Short exercise: Locate every line in the entries below that contains the string "target", and copy each of those lines.

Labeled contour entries

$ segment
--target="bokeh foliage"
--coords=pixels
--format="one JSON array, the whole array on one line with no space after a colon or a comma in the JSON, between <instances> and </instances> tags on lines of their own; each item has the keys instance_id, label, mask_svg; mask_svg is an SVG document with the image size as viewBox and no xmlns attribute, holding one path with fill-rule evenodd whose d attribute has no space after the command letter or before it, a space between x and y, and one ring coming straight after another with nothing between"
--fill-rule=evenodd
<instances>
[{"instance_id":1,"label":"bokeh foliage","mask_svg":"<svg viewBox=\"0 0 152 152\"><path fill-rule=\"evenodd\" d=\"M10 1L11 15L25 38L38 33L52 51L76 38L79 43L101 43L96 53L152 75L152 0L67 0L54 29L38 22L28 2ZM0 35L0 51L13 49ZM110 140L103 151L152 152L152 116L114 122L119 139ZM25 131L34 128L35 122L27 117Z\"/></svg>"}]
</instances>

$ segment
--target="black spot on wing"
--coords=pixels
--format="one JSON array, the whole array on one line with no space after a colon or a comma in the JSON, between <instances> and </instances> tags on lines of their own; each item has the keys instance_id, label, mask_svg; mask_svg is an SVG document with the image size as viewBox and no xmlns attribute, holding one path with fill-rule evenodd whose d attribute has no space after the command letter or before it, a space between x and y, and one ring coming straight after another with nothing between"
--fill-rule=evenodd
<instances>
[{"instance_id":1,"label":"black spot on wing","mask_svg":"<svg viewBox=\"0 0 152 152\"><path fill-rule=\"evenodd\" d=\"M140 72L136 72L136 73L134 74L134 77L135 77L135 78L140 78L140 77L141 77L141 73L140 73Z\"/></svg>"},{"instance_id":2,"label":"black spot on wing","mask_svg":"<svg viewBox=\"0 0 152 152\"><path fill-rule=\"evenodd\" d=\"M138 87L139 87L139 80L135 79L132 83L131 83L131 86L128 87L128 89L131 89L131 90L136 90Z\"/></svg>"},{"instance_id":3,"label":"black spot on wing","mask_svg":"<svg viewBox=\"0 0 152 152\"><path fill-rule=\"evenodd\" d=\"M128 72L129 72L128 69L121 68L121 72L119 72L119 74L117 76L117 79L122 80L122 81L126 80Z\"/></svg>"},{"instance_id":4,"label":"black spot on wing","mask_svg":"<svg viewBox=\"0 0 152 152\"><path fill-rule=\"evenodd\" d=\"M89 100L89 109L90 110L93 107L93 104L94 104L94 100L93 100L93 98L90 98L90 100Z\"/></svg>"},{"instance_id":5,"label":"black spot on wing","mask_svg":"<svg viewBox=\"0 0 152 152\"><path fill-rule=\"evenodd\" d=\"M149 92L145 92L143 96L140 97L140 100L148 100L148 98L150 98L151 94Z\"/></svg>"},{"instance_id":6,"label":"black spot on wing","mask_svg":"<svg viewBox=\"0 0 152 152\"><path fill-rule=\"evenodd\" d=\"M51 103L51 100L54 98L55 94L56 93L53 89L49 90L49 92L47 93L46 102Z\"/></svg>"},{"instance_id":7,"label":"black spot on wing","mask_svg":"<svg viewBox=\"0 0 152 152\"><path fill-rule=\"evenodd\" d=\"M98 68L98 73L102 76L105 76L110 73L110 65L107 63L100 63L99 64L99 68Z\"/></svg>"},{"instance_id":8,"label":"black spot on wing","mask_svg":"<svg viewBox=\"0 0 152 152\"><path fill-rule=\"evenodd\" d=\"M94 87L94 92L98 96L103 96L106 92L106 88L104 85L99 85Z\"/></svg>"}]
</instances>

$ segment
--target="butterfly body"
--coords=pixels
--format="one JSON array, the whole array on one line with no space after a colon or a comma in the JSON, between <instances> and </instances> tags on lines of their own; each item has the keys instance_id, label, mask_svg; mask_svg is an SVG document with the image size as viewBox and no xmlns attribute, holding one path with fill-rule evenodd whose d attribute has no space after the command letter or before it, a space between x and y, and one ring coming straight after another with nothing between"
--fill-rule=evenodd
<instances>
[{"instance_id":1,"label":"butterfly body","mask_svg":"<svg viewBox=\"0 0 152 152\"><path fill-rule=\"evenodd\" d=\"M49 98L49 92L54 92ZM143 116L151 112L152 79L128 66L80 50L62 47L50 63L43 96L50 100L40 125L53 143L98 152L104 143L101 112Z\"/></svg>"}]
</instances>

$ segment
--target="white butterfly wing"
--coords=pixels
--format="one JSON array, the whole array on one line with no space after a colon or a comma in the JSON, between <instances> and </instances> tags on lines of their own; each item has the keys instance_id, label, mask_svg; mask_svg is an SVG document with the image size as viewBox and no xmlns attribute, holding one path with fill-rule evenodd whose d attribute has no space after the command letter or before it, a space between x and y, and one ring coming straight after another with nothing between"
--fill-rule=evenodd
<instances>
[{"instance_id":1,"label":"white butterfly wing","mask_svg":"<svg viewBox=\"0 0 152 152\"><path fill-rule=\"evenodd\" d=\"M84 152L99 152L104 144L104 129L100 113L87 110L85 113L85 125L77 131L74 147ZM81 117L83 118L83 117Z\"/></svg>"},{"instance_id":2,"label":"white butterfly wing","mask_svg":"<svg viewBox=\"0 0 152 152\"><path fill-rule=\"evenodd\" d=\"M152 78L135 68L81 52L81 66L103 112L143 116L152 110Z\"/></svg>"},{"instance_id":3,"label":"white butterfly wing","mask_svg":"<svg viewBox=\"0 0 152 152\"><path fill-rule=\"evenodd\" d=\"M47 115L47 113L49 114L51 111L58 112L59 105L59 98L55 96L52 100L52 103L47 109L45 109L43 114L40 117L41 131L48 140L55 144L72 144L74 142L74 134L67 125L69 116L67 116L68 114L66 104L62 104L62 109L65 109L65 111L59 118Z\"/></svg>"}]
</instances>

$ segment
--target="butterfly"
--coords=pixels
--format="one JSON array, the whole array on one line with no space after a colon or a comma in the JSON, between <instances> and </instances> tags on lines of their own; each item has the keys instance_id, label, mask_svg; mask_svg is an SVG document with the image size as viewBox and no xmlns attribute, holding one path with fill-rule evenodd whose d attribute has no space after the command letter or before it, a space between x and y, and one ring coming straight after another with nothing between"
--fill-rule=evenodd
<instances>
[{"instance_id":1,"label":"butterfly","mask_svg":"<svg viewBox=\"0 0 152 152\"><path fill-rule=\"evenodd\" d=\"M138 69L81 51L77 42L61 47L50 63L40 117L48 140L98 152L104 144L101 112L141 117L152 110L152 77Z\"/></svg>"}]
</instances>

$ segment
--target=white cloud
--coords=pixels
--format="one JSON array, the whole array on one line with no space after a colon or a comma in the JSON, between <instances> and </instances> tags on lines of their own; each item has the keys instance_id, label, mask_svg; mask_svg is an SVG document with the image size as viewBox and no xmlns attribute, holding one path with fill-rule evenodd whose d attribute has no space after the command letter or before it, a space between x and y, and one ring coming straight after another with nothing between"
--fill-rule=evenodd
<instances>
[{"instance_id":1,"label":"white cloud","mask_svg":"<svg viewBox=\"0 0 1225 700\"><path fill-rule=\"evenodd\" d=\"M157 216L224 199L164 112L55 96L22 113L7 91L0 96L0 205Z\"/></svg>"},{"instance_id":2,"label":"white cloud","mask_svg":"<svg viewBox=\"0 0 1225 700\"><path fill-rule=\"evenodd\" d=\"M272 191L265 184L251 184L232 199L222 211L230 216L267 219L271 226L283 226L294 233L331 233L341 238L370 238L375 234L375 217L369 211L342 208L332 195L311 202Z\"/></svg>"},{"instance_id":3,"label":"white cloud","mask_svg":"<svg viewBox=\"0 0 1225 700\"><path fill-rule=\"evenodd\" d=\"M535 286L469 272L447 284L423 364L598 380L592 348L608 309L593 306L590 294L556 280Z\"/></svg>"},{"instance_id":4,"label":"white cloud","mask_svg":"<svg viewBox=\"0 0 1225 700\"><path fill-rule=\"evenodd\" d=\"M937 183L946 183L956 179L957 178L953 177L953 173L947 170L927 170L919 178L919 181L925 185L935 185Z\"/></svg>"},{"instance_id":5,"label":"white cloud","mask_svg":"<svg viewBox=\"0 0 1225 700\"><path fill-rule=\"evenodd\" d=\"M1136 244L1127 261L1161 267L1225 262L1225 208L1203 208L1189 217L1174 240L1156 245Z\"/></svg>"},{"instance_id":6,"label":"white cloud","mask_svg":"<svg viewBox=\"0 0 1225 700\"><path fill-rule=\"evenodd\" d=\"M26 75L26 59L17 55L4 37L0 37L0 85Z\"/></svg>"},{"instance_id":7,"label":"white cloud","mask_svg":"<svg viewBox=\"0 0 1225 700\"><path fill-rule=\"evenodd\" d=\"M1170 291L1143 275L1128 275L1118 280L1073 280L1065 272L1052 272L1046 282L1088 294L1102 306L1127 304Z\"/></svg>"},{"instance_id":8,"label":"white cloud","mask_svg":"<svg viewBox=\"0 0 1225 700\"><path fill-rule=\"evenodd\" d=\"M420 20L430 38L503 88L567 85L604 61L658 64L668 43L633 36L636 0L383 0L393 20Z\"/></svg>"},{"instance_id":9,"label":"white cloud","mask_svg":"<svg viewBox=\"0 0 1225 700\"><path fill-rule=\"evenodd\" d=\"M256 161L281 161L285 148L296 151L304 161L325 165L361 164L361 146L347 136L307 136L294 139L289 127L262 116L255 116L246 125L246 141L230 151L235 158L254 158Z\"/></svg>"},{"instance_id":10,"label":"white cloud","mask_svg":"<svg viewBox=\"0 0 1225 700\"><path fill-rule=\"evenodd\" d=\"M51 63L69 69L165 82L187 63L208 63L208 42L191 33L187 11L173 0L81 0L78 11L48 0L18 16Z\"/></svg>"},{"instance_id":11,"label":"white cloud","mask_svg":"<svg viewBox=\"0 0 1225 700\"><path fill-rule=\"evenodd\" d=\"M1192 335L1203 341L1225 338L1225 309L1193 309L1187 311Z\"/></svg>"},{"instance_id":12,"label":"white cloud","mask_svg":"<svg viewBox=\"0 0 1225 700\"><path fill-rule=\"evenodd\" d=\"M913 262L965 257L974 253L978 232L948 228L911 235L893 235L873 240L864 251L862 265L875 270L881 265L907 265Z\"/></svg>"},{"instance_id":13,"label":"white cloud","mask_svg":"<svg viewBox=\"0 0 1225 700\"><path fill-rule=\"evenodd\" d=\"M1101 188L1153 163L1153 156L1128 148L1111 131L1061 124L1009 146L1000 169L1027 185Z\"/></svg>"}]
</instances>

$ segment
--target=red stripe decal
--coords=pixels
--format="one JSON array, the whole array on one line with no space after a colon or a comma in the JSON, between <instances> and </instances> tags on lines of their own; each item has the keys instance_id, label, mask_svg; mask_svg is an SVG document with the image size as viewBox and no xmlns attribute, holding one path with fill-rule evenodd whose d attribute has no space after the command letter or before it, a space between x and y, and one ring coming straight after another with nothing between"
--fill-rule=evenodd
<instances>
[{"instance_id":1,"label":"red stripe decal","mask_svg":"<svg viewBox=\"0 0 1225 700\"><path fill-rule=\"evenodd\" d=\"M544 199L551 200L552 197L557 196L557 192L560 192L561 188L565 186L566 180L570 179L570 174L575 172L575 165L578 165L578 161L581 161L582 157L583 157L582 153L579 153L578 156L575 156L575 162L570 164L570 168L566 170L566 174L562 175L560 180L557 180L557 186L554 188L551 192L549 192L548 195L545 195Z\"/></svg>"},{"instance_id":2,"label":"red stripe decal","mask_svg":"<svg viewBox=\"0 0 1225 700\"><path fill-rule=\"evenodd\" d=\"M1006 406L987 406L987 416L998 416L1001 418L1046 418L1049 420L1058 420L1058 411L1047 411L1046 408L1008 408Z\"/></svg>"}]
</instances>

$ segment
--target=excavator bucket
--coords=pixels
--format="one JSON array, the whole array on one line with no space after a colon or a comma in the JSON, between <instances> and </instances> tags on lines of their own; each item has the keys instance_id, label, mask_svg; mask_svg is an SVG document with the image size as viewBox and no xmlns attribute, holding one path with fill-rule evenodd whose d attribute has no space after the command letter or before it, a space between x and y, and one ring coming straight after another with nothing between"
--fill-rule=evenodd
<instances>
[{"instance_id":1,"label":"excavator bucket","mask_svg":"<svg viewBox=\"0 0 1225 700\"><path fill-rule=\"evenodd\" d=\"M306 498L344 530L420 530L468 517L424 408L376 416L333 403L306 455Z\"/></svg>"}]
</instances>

Exercise answer:
--target="bokeh foliage"
--target="black spot on wing"
--target="butterfly body"
--target="white butterfly wing"
--target="butterfly"
--target=white cloud
--target=red stripe decal
--target=excavator bucket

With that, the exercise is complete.